— Yang Ditanyakan —
1. Tentukan apakah setiap pernyataan berikut sesuai dengan teks tentang kelangkaan minyak goreng. Jawab ya atau tidak, lalu sertakan kata-kata penentu dari teks itu sebagaimana tertulis.
(a) Imah mulai mengantre sejak pukul 06.00 WIB.
(b) Sakila datang dari Sibolga seorang diri.
(c) Imah berhasil membeli dua bungkus minyak goreng.
2. Jawab pertanyaan berikut berdasarkan teks tentang kelangkaan minyak goreng.
(a) Berapa harga seliter minyak goreng murah?
(b) Siapa yang ikut mengatur untuk mempercepat pembayaran?
(c) Di kecamatan mana supermarket tempat ibu-ibu mengantre berada?
3. Tolong kutip persis bagian teks tentang kelangkaan minyak goreng, mulai dari "Antrean ibu-ibu yang" sampai "bisa segera berlalu.".

··· Kutipan Pilihan ···

Sakila yang datang bersama lima orang temannya dari Sibolga ini juga mempertanyakan sebab sulitnya minyak di Kabupaten Tapteng khususnya Kota Pandan dan Sibolga.
"Jadi kemana minyak itu semua, apa mungkin ada masyarakat yang lakukan penyetokan minyak di rumahnya," terangnya.
Untuk itu ia berharap agar pemerintah Sumut untuk memantau dan mengawasi pemasokan minyak goreng di Kabupaten Tapteng.
"Karena kami yang berjualan gorengan sangat kesulitan mendapat minyak harapannya harga minyak standar saja tidak terlalu murah dan mahal agar masyarakat tidak menyetok minyak sangat banyak di rumahnya," tukasnya.
Celupkan Tinta di Kelingking
Soal kegigihan, tak ada yang menandingi para ibu. Itu pula yang terlihat di supermarket di Jalan Raya Lanud Sugiri, Sukani, di Kecamatan Jatiwangi, Kabupaten Majalengka, Selasa (15/2) siang.
Mereka rela antre hingga berjam-jam lamanya, hanya untuk satu atau dua liter minyak goreng murah.
Minyak goreng murah memang menjadi barang yang langka hari-hari ini. Kalau pun ada, harganya Rp 20 ribuan seliternya, bahkan lebih.
Minyak goreng murah yang harganya Rp 14 ribu seliter hanya ada di beberapa tempat saja, dan itu pun tak banyak, sehingga pembelian pun dibatasi.
Antrean ibu-ibu yang hendak membayar minyak goreng murah juga terlihat di depan meja kasir.
Untuk mempercepat pembayaran, petugas satuan pengamanan supermarket bahkan ikut mengatur.
Ibu-ibu diminta berbaris rapi sambil terus menjaga jarak. Dua jalur ke meja kasir, sama ramainya.
Imah (56), warga Desa Ciborelang, Kecamatan Jatiwangi, mengaku mulai mengantre di depan Supermarket sejak pukul 06.00 WIB.
Ia baru bisa membeli minyak goreng kemasan sekitar pukul delapan pagi saat supermarket buka.
"Saya sengaja datang pagi-pagi biar dapat minyak, takut kehabisan kalau telat," ujar Imah.
Setelah mengantre sekitar dua jam, Imah hanya bisa membeli sebungkus minyak goreng dengan kemasan dua liter.
"Harganya selitarnya Rp 14 ribu," sebutnya.
Imah berharap, kondisi seperti ini bisa segera berlalu.

··· Data Terkumpul ···

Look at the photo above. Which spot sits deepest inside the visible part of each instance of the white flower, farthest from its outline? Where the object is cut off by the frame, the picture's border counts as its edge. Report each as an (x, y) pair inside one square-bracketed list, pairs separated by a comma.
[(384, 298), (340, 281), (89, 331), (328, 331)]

···

— Jawaban Tugas —
1.
(a) Ya: "mengaku mulai mengantre di depan Supermarket sejak pukul 06.00 WIB"
(b) Tidak: "Sakila yang datang bersama lima orang temannya dari Sibolga"
(c) Tidak: "Imah hanya bisa membeli sebungkus minyak goreng dengan kemasan dua liter"

2.
(a) Rp 14 ribu seliter.
(b) Petugas satuan pengamanan supermarket.
(c) Kecamatan Jatiwangi.

3.
Antrean ibu-ibu yang hendak membayar minyak goreng murah juga terlihat di depan meja kasir.
Untuk mempercepat pembayaran, petugas satuan pengamanan supermarket bahkan ikut mengatur.
Ibu-ibu diminta berbaris rapi sambil terus menjaga jarak. Dua jalur ke meja kasir, sama ramainya.
Imah (56), warga Desa Ciborelang, Kecamatan Jatiwangi, mengaku mulai mengantre di depan Supermarket sejak pukul 06.00 WIB.
Ia baru bisa membeli minyak goreng kemasan sekitar pukul delapan pagi saat supermarket buka.
"Saya sengaja datang pagi-pagi biar dapat minyak, takut kehabisan kalau telat," ujar Imah.
Setelah mengantre sekitar dua jam, Imah hanya bisa membeli sebungkus minyak goreng dengan kemasan dua liter.
"Harganya selitarnya Rp 14 ribu," sebutnya.
Imah berharap, kondisi seperti ini bisa segera berlalu.